### Questions on the material
a) According to the blog excerpt, what could the host of a memorial service party do? List each action it names.
b) Reproduce the blog excerpt word for word, starting at "And another thing" and ending at "to the party.".

### Document section
#####

The funeral must really be for the living, the dead are lucky enough: not at home, waiting for a phone call.
Posted by crymytinyflood at 10:05 PM
10 de Agosto 2005
rockstar husband to the rescue
It is inconvenient to need someone around just to stand around, I know, but I think it might be exactly what husbands are for... by nature they become well aqcuainted with inconvenience--especially mine who is flying into Seattle at midnight tonight just to stand around my mom's backyard and look like a nice person and maybe play some hymns on guitar and then go home tomorrow evening. Good thing he used to be a rockstar, it was good preparation for this marriage gig.
And another thing I think I should put here just for your information because my mom was pretty surprised when I told her:
A memorial service party might be the best kind of party to throw because the host could just hole up in her bedroom, get really drunk, smoke a pack of cigarettes and never even speak to the guests... and no one would wonder why. So you know where I'll be when Martin dies, I have a plan, but you can still come to the party.
Posted by crymytinyflood at 9:04 PM
9 de Agosto 2005
bleh shoo
your prayer was answered! the memorial will be at my mom's house (phew) and maybe everyone will get stuck outside in bad weather
and there are so many gd raspberries in that f' ing backyard right now, i would love for my nieces to just make themselves sick at that kind of party on raspberries and strawberries covered in dirt and snail slime. and imagine them. the only family members with red faces for good reason!

#####

### Data for review
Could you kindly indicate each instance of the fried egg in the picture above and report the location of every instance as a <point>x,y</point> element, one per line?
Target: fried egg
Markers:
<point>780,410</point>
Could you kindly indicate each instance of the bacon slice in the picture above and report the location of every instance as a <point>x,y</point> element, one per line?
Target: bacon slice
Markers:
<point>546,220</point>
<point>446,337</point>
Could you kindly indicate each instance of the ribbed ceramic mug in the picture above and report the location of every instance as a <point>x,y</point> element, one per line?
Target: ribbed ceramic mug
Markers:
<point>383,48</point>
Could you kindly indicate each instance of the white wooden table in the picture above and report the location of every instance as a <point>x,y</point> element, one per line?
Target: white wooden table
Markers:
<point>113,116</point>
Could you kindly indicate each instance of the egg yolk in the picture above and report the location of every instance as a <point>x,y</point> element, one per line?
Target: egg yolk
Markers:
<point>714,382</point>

#####

### Exercise answers
a)
- hole up in her bedroom
- get really drunk
- smoke a pack of cigarettes
- never even speak to the guests

b)
And another thing I think I should put here just for your information because my mom was pretty surprised when I told her:
A memorial service party might be the best kind of party to throw because the host could just hole up in her bedroom, get really drunk, smoke a pack of cigarettes and never even speak to the guests... and no one would wonder why. So you know where I'll be when Martin dies, I have a plan, but you can still come to the party.